**What you will do:** State how many lines in the items below contain the word "door". Give only the number.

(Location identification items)
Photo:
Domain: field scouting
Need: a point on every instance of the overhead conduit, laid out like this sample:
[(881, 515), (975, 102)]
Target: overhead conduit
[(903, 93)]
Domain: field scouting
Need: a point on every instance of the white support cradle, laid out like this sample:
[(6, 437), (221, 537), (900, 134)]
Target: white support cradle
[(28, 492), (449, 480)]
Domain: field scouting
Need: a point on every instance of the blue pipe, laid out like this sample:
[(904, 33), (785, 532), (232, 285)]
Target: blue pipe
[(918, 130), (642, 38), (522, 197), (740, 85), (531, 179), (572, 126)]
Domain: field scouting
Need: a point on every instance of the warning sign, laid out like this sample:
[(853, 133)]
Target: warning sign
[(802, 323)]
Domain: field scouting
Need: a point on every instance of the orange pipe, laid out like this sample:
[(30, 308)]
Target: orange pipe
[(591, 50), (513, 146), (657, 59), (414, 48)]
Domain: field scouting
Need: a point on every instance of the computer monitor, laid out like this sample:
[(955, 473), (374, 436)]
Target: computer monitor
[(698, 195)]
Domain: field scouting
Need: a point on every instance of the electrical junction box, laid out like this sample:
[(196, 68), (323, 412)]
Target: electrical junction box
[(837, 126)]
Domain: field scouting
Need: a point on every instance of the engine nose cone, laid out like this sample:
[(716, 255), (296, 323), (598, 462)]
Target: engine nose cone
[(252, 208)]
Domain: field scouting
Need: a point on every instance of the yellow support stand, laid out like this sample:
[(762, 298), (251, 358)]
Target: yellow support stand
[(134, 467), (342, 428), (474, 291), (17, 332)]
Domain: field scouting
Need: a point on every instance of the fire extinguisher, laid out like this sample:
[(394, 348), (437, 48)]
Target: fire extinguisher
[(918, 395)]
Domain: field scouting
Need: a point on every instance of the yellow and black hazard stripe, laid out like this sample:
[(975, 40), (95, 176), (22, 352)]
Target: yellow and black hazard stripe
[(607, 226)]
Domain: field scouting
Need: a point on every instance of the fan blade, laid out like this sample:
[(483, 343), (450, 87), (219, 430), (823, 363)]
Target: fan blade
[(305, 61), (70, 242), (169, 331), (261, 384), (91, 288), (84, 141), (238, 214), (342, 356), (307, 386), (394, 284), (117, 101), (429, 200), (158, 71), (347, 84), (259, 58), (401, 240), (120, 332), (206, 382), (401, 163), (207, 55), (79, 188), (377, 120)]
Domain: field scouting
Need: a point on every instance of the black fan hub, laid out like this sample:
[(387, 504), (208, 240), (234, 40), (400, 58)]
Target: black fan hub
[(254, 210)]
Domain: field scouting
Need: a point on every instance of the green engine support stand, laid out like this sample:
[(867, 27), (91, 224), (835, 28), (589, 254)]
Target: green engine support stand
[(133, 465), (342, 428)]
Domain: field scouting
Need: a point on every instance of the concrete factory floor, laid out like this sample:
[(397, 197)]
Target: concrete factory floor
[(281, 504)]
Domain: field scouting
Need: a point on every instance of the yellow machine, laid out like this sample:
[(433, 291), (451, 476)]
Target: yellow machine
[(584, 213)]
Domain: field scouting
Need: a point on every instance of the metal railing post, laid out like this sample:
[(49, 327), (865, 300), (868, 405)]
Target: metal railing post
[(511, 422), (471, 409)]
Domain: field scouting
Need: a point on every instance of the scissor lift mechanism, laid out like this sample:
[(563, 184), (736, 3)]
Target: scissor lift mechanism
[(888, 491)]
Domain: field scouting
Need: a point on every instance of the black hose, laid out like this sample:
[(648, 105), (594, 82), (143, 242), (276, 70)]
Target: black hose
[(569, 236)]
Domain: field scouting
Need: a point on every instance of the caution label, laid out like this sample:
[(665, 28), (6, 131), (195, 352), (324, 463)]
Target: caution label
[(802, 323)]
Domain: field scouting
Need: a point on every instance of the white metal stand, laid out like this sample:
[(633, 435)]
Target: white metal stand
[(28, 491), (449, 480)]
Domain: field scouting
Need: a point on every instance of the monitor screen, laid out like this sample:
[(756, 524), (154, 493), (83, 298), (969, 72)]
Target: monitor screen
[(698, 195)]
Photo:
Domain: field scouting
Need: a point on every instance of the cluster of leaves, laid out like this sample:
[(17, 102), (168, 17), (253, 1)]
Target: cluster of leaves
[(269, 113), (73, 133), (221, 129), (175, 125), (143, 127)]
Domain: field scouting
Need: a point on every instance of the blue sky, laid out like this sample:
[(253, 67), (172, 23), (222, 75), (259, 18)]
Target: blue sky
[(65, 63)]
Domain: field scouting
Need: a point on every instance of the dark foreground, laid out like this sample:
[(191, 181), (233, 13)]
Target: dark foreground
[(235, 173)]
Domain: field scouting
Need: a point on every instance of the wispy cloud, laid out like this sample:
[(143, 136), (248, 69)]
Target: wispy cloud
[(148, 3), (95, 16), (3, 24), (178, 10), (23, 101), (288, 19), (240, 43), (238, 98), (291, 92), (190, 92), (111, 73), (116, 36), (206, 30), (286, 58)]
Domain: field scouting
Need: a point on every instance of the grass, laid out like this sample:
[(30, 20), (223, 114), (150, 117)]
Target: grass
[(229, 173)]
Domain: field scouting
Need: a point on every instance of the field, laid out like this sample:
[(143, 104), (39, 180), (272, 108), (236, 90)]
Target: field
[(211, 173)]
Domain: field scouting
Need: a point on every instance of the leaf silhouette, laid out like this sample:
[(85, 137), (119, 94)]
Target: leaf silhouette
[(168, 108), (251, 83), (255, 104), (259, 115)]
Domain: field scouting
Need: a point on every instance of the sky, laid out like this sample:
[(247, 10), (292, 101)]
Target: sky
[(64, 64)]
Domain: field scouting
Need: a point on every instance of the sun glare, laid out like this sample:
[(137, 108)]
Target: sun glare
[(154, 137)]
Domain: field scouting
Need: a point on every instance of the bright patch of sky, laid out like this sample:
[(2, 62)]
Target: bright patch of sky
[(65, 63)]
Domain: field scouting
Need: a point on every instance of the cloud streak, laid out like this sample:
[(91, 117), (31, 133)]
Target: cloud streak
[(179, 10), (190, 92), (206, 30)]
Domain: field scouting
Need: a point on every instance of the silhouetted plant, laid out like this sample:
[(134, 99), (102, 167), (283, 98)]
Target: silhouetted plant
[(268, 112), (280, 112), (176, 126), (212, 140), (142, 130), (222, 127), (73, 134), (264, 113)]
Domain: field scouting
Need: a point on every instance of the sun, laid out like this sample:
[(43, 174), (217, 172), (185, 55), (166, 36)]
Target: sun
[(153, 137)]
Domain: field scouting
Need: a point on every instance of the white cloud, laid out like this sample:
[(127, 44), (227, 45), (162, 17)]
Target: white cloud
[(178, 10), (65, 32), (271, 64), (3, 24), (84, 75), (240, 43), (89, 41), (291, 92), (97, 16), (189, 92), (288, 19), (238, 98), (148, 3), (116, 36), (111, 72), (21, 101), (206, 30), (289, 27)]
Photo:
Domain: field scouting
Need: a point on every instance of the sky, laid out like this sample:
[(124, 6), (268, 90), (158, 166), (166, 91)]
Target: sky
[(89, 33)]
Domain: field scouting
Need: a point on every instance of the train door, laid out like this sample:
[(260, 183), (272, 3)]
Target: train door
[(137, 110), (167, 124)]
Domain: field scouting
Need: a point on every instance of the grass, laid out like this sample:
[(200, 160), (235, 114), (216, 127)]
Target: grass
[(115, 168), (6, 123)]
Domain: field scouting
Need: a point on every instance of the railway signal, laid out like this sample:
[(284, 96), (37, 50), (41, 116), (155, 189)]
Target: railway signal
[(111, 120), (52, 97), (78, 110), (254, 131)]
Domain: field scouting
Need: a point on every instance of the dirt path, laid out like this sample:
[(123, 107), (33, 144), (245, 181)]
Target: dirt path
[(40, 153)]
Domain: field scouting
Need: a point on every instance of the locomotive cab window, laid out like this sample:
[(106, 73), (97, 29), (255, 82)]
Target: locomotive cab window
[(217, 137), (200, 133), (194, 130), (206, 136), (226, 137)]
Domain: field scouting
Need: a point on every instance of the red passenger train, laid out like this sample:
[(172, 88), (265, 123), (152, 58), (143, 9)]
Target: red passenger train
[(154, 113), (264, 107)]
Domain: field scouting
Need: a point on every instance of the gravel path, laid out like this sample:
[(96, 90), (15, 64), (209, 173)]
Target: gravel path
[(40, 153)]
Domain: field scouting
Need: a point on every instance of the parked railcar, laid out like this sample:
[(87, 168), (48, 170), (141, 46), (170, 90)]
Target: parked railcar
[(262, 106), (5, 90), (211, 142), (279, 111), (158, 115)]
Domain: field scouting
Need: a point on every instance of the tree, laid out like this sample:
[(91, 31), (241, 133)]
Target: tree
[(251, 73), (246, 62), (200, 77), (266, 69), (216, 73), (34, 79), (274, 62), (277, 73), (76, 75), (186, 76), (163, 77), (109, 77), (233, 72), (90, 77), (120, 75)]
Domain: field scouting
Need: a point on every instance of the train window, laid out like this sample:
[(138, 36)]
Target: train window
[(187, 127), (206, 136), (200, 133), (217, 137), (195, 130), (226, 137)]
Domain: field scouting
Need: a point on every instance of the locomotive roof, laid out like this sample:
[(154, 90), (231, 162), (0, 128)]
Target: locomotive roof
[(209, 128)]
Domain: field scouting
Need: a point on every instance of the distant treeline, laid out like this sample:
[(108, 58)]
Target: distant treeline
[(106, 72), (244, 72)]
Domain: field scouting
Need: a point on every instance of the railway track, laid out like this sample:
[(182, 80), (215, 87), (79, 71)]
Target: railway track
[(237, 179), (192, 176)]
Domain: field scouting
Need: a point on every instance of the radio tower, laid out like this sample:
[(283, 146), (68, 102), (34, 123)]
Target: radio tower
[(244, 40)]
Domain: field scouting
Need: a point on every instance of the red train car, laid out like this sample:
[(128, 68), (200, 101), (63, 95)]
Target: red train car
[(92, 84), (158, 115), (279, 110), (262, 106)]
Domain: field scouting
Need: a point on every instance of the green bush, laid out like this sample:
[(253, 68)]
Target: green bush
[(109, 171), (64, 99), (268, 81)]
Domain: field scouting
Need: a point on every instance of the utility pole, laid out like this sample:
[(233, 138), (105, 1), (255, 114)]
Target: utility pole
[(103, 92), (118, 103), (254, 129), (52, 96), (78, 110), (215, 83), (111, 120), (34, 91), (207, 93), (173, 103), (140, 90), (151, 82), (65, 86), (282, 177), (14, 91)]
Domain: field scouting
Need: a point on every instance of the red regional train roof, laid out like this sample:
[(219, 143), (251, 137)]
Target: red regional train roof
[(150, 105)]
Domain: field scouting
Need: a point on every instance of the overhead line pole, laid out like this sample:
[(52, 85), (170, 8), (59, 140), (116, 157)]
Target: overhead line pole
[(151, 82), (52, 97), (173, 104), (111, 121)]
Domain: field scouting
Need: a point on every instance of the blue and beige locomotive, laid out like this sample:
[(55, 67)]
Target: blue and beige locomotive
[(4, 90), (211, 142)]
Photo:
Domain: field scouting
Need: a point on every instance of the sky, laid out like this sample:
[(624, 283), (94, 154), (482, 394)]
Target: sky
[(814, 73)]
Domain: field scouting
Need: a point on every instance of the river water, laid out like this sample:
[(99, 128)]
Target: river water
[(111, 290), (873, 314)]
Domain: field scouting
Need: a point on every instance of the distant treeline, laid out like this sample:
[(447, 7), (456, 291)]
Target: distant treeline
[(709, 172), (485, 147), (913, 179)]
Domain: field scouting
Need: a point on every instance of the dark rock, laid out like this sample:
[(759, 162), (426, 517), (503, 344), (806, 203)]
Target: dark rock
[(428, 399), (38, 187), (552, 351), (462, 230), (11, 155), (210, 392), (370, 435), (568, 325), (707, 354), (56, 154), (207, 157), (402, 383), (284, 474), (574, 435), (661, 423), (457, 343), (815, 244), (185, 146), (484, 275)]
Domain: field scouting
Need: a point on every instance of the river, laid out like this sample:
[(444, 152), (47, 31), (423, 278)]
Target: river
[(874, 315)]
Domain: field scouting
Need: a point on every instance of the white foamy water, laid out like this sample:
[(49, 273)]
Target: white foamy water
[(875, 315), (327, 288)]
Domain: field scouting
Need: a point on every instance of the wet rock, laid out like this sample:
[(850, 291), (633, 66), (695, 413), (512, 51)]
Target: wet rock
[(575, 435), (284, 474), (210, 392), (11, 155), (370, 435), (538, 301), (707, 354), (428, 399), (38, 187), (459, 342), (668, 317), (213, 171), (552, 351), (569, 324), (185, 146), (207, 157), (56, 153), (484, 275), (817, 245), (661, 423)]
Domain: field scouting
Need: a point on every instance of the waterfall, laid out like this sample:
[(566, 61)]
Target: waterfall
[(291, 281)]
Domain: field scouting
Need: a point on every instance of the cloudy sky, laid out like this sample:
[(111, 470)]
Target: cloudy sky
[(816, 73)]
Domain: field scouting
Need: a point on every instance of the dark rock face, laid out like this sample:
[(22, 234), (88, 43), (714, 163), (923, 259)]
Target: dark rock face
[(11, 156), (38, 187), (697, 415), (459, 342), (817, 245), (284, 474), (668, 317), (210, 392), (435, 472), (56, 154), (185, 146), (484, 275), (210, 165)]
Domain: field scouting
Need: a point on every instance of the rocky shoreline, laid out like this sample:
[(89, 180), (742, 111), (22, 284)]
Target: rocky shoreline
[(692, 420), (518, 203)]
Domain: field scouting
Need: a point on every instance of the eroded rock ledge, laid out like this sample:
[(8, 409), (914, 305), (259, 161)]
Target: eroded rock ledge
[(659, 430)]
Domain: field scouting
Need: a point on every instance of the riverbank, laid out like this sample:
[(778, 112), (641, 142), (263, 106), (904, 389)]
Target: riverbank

**Answer to the problem:** 2